▶ _Quoted text_
══════════

2

Has anybody tried developing a SLAM system that uses deep learned features instead of the classical AKAZE/ORB/SURF features?

Scanning recent Computer Vision conferences, there seem to be quite a few reports of successful usage of neural nets to extract features and descriptors, and benchmarks indicate that they may be more robust than their classical computer vision equivalent. I suspect that extraction speed is an issue, but assuming one has a decent GPU (e.g. NVidia 1050), is it even feasible to build a real-time SLAM system running say at 30FPS on 640x480 grayscale images with deep-learned features?

Daniel Danciu
  • 133
  • 1
  • 8

1 Answers1

1

This was a bit too long for a comment, so that's why I'm posting it as an answer.

I think it is feasible, but I don't see how this would be useful. Here is why (please correct me if I'm wrong):

  • In most SLAM pipelines, precision is more important than long-term robustness. You obviously need your feature detections/matchings to be precise to get reliable triangulation/bundle (or whatever equivalent scheme you might use). However, the high level of robustness that neural networks provide is only required with systems that do relocalization/loop closure on long time intervals (e.g. need to do relocalization in different seasons etc). Even in such scenarios, since you already have a GPU, I think it would be better to use a photometric (or even just geometric) model of the scene for localization.

══════════

▶ _Material_
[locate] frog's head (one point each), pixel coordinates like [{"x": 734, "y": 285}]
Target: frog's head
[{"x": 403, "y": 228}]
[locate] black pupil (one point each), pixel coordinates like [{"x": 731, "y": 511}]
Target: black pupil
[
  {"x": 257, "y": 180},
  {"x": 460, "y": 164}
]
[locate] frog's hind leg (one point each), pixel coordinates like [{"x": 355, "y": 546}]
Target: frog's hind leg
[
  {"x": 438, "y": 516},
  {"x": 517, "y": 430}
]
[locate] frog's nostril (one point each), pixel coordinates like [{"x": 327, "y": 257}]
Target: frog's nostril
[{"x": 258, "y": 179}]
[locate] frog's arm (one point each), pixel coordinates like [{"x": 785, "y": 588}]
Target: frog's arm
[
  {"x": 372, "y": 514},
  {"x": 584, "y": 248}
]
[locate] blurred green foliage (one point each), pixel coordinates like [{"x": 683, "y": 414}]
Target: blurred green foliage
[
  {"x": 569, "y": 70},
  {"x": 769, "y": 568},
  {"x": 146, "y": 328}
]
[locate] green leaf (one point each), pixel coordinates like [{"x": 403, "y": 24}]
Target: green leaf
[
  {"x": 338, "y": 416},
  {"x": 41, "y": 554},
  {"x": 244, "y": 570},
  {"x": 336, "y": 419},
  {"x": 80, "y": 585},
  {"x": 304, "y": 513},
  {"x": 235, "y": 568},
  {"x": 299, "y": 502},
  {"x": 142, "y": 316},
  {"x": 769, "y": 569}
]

══════════

▶ _Goal 1_
In the SLAM thread above, copy out the passage that begins with the words "Has anybody tried" and ends after the words "as an answer.", reproducing every word as it appears.
▶ _Goal 2_
Carry on the forum thread about using deep-learned features in SLAM, picking up right after its last sentence.

▶ _Response 1_
Has anybody tried developing a SLAM system that uses deep learned features instead of the classical AKAZE/ORB/SURF features?

Scanning recent Computer Vision conferences, there seem to be quite a few reports of successful usage of neural nets to extract features and descriptors, and benchmarks indicate that they may be more robust than their classical computer vision equivalent. I suspect that extraction speed is an issue, but assuming one has a decent GPU (e.g. NVidia 1050), is it even feasible to build a real-time SLAM system running say at 30FPS on 640x480 grayscale images with deep-learned features?

Daniel Danciu
  • 133
  • 1
  • 8

1 Answers1

1

This was a bit too long for a comment, so that's why I'm posting it as an answer.

▶ _Response 2_
  • We don't have any reliable noise models for the features that are detected by the neural networks. I know there have been a few interesting works (Gal, Kendall, etc...) for propagating uncertainties in deep networks, but these methods seem a bit immature for deployment ins SLAM systems.

  • Deep learning methods are usually good for initializing a system, and the solution they provide needs to be refined. Their results depend too much on the training dataset, and tend to be "hit and miss" in practice. So I think that you could trust them to get an initial guess, or some constraints (e.g. like in the case of pose estimation: if you have a geometric algorithm that drifts in time, then you can use the results of a neural network to constrain them. But I think that the absence of a noise model as mentioned previously will make the fusion a bit difficult here...).

So yes, I think that it is feasible and that you can probably, with careful engineering and tuning produce a few interesting demos, but I wouldn't trust it in real life.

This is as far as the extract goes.